#### STATED PROBLEM
Copy out the records from the line containing "task | drop a marker on every instance of the blue" through the line containing "column 496, row 111", substituting "pin" for "marker" and leaving everything else unchanged.
========================================
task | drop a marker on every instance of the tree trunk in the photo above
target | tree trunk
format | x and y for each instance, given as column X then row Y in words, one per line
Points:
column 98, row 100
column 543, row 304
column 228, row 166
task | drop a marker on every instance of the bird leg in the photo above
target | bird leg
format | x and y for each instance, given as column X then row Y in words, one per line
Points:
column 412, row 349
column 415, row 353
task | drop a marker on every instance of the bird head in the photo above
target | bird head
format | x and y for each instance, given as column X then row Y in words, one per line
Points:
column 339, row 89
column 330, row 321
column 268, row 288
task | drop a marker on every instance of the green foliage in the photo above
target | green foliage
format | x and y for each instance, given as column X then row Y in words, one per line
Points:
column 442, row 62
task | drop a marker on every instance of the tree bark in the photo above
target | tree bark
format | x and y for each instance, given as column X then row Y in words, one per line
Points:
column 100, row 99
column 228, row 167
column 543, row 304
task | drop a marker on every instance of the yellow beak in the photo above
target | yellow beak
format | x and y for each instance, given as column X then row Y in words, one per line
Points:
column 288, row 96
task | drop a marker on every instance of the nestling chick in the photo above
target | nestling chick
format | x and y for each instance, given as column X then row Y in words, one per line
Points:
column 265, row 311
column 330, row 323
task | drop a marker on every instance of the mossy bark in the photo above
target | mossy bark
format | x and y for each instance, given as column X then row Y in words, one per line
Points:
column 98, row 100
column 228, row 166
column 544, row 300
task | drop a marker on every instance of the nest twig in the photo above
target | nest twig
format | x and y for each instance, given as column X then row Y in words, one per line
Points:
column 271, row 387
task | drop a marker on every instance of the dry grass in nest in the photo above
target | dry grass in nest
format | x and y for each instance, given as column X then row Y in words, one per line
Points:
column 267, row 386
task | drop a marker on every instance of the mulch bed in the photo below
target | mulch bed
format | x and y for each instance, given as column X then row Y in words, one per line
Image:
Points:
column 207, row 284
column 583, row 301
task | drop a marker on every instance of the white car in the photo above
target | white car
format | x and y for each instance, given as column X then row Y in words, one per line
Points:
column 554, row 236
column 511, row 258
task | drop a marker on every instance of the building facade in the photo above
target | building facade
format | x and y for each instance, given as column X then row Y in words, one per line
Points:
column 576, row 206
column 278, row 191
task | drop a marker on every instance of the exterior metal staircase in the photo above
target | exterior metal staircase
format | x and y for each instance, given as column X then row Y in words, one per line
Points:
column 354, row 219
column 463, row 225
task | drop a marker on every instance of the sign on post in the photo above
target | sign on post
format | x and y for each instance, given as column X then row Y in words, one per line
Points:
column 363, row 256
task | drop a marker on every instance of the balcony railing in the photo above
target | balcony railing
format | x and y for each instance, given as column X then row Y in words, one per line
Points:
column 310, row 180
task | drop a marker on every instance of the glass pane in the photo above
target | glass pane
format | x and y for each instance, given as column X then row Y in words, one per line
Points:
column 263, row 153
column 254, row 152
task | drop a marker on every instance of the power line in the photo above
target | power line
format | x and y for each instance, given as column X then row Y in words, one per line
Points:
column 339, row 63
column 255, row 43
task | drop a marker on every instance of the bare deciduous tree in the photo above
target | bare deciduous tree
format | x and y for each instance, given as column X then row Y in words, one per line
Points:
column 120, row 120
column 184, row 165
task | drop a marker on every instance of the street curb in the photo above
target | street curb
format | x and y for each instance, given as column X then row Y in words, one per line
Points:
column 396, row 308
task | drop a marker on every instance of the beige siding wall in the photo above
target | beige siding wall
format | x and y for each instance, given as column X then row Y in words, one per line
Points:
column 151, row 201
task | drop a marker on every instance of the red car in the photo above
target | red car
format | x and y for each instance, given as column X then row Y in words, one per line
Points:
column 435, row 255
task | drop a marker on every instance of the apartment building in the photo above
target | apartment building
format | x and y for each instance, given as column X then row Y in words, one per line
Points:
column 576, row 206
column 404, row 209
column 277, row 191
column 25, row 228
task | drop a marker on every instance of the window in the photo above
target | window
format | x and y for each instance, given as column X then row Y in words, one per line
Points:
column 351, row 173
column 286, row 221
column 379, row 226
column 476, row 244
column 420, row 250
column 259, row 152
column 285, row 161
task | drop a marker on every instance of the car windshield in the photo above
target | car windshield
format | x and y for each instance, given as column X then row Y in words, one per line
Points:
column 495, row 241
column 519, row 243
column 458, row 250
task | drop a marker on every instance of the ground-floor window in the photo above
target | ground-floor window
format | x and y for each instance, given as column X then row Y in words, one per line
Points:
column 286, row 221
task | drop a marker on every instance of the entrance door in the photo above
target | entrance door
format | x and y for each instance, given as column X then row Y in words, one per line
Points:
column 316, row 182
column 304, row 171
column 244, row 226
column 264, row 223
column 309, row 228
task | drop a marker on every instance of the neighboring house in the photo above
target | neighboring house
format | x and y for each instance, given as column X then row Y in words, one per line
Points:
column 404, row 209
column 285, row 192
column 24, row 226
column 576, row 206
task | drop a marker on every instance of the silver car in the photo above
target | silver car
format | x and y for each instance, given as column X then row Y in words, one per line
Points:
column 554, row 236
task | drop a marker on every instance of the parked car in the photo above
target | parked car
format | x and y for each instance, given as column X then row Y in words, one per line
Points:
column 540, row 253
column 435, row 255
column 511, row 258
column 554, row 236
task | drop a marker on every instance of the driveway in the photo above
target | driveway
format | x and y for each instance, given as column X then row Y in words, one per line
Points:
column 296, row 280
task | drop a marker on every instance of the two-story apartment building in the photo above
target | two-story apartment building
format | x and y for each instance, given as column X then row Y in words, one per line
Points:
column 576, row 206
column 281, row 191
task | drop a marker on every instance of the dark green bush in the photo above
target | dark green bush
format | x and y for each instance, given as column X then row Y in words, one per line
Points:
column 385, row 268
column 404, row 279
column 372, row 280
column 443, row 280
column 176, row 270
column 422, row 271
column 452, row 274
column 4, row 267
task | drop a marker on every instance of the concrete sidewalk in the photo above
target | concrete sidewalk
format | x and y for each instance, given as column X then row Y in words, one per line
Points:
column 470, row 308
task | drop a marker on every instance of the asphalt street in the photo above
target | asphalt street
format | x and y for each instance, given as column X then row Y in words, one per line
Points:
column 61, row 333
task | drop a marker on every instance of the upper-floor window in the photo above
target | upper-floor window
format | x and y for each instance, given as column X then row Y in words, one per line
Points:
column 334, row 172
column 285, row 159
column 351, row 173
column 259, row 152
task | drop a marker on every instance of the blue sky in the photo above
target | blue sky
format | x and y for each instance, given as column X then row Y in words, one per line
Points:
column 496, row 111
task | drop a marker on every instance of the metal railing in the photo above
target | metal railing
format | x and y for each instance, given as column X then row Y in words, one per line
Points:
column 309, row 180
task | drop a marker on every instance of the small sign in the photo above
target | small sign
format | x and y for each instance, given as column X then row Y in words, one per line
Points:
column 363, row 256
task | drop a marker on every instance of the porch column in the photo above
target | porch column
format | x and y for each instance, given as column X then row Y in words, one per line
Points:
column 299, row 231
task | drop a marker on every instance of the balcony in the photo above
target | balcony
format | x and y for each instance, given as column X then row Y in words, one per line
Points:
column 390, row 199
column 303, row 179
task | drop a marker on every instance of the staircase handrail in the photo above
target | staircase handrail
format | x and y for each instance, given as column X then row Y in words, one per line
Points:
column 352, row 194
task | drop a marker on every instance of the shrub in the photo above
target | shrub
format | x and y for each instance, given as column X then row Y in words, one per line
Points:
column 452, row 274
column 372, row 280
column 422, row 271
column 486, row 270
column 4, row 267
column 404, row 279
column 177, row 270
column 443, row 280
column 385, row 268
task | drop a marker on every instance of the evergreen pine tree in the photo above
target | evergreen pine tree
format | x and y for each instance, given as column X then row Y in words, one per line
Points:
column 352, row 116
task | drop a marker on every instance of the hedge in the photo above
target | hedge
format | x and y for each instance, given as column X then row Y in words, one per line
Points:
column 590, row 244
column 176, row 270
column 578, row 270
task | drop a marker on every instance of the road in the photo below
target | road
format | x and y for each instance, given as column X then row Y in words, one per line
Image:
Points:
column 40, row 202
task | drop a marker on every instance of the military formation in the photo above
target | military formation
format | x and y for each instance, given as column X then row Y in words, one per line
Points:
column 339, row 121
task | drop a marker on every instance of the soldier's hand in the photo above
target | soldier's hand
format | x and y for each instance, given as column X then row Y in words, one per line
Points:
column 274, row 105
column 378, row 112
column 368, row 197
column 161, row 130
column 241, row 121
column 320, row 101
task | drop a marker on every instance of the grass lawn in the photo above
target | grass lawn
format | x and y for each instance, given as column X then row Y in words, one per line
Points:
========================================
#### OUTPUT OF THE TASK
task | drop a pin on every instance of the blue sky in the photo above
target | blue sky
format | x and y for each instance, given as column X then row Y in words, one per line
Points:
column 496, row 111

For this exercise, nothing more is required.